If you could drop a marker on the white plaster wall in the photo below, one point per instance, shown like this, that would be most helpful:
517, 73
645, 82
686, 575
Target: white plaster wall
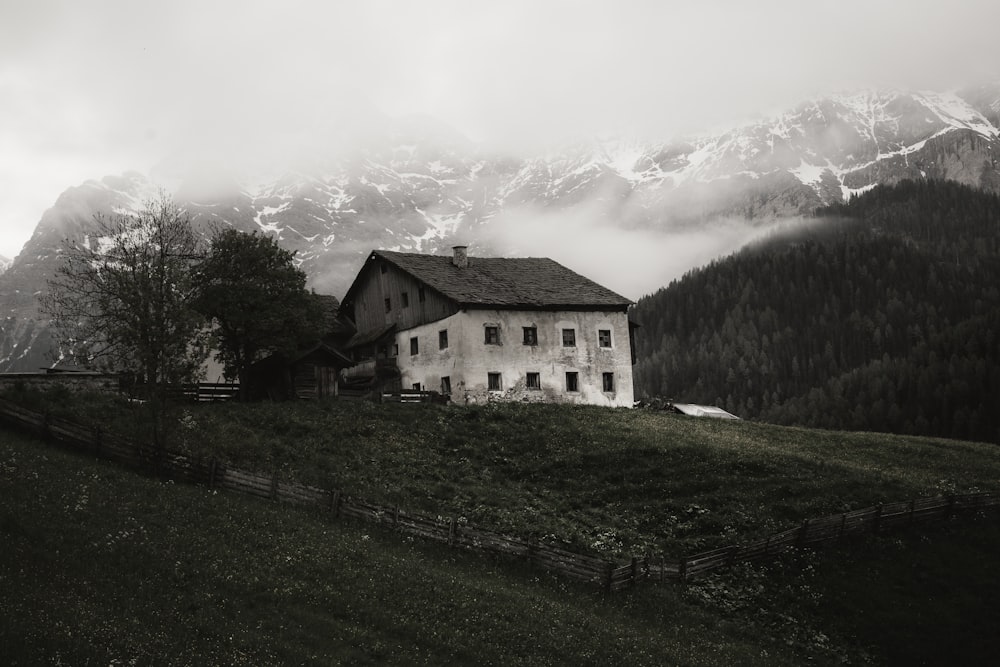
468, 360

----------

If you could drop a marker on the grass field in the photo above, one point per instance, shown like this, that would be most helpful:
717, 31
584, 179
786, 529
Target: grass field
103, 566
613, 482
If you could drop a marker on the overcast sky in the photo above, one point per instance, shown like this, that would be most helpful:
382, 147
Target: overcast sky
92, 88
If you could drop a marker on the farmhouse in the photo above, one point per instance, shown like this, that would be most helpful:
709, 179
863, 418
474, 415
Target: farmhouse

----------

To do >> Where a line contains the word "photo", copy that line from the listing above.

Exercise response >>
If you could drop a marker on the white plaster wall in the photo below, one point per instance, shown like this, that would be most helpful:
If you could drop a marker on the grass field in the photo above, one point per instance, shown like this, that would be most helpful:
If you could drop a marker on the overcast sky in the photo above, one point per instance, shown like this, that would be most helpful:
If you could drop a marker on the farmhouse in the photo above, one point per instance, shown like this, that would be most helpful:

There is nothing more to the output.